GIVEN PROBLEM. Write the next part of the piece on sexism and women's singing voices in music, starting after its final sentence, not the material that follows it.

EXCERPTED PASSAGE.
%%
In my conversation with William Nash, professor of American Studies and English, who researches music and social power, we discussed how sexism operates differently in the music industry. With music, “The difference is that it is public, the body is on display,” he told me, “it is an embodied art form.” Cameron Winter’s body has the freedom to sing both tenderly, as he does in his single “Take It With You”, and with an angsty warble as he vows that “God is real, God is actually real” in “$0.” Yet, when we think about the genres in which women are unchained from their conventionally feminine voices, it is, for example, in “riot-girl punk rock.” 

“The one place where women are allowed this unfeminine vocal style is in these subgenres that are by definition transgressive… those who have been allowed to be great without having a feminine voice, have had some other part of their identity be transgressive,” Nash explained. 

This is not to say the female voice should never be soft or delicate; there’s real power in that. But what matters is having the freedom to be one with your voice, with no facade, and to know someone will listen without any preconceived notion of how you should sound. And as Nash said, “That kind of expressive freedom from women would require a release of what we think the female body is.”
%%
SUPPLIED RECORDS.
%%
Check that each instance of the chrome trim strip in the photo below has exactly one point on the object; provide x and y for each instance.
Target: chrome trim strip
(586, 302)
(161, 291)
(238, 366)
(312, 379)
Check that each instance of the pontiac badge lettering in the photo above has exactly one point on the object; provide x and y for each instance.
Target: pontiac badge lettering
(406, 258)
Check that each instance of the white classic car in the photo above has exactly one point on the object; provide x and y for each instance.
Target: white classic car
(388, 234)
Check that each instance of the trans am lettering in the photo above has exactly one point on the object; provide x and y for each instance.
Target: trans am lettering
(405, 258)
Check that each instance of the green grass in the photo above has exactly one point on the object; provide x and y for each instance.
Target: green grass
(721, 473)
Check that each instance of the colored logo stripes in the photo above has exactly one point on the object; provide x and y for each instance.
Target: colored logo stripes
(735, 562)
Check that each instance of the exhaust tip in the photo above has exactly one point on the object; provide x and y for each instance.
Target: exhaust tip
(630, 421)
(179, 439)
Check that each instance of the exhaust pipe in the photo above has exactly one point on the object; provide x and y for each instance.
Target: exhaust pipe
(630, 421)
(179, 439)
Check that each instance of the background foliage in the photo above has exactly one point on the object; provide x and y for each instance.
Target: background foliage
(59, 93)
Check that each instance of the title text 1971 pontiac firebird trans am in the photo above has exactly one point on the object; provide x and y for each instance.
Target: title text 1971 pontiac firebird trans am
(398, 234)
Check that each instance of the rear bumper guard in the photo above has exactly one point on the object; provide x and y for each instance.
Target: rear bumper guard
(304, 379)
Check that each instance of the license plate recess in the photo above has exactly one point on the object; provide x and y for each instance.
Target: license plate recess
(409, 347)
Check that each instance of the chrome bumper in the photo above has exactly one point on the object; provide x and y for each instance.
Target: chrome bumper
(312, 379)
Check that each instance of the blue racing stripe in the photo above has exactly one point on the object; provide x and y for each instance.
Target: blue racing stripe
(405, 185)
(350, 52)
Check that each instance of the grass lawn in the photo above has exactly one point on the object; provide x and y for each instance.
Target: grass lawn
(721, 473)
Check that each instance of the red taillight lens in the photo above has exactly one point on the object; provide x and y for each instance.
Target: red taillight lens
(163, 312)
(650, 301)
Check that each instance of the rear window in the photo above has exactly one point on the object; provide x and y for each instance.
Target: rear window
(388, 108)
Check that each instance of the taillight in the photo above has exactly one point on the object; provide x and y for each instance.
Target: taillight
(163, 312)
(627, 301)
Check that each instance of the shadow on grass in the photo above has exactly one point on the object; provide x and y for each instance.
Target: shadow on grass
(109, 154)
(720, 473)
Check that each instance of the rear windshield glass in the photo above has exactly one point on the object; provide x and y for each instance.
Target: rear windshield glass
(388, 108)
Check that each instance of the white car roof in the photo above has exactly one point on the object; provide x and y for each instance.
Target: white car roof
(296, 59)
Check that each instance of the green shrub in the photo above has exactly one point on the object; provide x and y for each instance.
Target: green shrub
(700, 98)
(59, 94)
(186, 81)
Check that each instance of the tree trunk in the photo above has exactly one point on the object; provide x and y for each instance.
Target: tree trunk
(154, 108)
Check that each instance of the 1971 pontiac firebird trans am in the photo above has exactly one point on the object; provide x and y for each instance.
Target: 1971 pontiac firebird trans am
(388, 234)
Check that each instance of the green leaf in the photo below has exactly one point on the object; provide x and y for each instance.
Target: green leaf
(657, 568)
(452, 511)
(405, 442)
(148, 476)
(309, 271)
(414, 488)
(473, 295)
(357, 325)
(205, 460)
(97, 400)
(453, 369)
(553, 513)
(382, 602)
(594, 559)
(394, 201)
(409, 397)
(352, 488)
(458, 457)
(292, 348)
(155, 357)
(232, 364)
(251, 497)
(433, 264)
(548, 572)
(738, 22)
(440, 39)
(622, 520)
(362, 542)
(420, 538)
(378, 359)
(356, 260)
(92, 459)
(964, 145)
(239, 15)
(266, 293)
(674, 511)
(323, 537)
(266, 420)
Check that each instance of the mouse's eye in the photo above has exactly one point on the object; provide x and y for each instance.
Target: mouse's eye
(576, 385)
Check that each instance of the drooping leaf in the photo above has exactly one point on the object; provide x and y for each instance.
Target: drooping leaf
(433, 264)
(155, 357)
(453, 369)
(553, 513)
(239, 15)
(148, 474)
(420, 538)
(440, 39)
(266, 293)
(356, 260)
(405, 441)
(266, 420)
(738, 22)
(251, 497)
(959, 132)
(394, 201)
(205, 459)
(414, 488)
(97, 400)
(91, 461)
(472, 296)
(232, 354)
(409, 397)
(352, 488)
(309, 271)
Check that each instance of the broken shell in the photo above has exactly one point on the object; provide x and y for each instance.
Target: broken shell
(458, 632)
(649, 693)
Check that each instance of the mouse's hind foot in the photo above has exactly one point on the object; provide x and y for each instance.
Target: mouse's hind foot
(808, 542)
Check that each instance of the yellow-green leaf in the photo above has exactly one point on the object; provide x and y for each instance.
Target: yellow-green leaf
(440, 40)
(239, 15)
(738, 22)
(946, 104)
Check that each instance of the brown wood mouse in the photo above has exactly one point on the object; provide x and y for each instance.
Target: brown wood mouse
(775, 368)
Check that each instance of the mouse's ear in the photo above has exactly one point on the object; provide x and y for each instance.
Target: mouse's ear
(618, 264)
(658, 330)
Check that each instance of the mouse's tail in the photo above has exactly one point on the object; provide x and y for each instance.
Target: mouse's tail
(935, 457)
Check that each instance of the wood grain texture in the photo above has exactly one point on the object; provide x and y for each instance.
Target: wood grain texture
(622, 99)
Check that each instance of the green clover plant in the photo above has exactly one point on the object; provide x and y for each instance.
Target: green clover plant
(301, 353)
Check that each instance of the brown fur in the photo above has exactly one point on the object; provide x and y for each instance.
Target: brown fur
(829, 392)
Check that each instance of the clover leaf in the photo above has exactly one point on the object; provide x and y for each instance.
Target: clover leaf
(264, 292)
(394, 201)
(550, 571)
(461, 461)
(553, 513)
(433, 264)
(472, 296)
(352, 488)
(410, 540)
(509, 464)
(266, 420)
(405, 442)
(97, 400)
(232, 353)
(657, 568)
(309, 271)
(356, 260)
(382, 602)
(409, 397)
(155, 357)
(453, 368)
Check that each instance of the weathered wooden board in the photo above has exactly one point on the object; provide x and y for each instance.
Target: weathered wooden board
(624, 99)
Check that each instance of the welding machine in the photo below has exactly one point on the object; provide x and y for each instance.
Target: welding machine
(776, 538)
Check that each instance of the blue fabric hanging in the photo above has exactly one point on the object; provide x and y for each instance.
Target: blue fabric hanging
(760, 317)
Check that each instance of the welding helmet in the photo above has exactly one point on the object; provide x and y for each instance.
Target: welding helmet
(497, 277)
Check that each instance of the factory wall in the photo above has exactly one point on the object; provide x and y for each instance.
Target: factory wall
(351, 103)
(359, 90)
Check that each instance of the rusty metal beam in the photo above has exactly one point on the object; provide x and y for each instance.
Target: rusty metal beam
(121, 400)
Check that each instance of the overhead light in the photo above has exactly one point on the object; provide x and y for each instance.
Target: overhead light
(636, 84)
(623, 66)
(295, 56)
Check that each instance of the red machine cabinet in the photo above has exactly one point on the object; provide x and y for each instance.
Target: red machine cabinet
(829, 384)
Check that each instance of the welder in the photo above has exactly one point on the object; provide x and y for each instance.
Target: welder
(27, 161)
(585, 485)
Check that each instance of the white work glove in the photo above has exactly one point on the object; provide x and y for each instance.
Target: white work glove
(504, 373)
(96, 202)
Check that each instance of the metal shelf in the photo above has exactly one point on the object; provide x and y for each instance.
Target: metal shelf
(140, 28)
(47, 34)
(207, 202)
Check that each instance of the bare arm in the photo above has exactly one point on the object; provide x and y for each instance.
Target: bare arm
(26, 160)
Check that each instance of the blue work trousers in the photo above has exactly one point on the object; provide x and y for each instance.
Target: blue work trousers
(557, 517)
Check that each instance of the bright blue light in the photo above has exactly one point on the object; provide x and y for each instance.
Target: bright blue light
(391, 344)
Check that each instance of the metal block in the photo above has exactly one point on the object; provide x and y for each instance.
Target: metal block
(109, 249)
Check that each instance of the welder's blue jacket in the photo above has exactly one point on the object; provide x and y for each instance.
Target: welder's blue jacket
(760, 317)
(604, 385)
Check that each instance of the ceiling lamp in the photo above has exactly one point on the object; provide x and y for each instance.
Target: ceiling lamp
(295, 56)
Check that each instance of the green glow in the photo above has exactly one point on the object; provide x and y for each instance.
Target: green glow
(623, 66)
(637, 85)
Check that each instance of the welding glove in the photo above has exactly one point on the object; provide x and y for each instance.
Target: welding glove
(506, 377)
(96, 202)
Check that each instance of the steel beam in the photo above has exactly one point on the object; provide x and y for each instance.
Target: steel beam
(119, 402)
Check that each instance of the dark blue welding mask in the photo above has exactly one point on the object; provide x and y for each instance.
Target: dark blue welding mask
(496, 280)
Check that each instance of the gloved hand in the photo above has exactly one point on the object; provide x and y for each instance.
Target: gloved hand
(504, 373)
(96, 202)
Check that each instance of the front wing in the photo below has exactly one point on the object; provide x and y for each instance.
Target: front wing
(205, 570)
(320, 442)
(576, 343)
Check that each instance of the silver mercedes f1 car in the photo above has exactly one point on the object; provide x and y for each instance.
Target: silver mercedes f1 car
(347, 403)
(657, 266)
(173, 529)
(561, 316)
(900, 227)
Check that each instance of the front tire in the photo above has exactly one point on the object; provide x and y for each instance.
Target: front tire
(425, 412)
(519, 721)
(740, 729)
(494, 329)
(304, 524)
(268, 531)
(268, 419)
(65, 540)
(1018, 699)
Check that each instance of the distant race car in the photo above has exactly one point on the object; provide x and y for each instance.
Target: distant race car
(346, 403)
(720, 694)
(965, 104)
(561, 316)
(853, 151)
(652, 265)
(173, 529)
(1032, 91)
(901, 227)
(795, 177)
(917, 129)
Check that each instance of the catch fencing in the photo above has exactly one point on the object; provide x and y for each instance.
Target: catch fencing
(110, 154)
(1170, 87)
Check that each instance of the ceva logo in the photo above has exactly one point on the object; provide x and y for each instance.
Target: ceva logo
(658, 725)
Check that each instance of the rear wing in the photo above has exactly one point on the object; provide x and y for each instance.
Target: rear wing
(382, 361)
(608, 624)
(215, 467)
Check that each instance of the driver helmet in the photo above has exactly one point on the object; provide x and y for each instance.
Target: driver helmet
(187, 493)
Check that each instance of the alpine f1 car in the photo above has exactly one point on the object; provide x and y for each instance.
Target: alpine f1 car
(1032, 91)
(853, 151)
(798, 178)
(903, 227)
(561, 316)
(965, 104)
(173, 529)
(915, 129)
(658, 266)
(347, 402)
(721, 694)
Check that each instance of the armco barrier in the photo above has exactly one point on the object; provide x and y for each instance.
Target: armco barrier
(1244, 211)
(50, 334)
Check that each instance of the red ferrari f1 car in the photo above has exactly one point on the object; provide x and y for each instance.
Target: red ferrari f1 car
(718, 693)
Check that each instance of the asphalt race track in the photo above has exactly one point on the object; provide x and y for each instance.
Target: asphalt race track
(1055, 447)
%%
EXERCISE OUTPUT.
Beyond the industry’s overt sexism, where women are rewarded for their bodies and men for their brilliance, there’s a quieter misogyny: we simply prefer male anguish. Something about it is more grounded, less scattered; more digestible, less confessional. Though men may be policed elsewhere for emotional vulnerability, in music, they can wail and shriek and are met not with discomfort but with acclaim. As a generation with an invisible counterculture and nauseating nostalgia for a time we never knew, we are yearning for a shining light, a Cameron Winter to remind us of what we know we are missing. This liminal moment is our opportunity to let the female voice be genius, let women be idols beyond icons and let feminine desperation look good.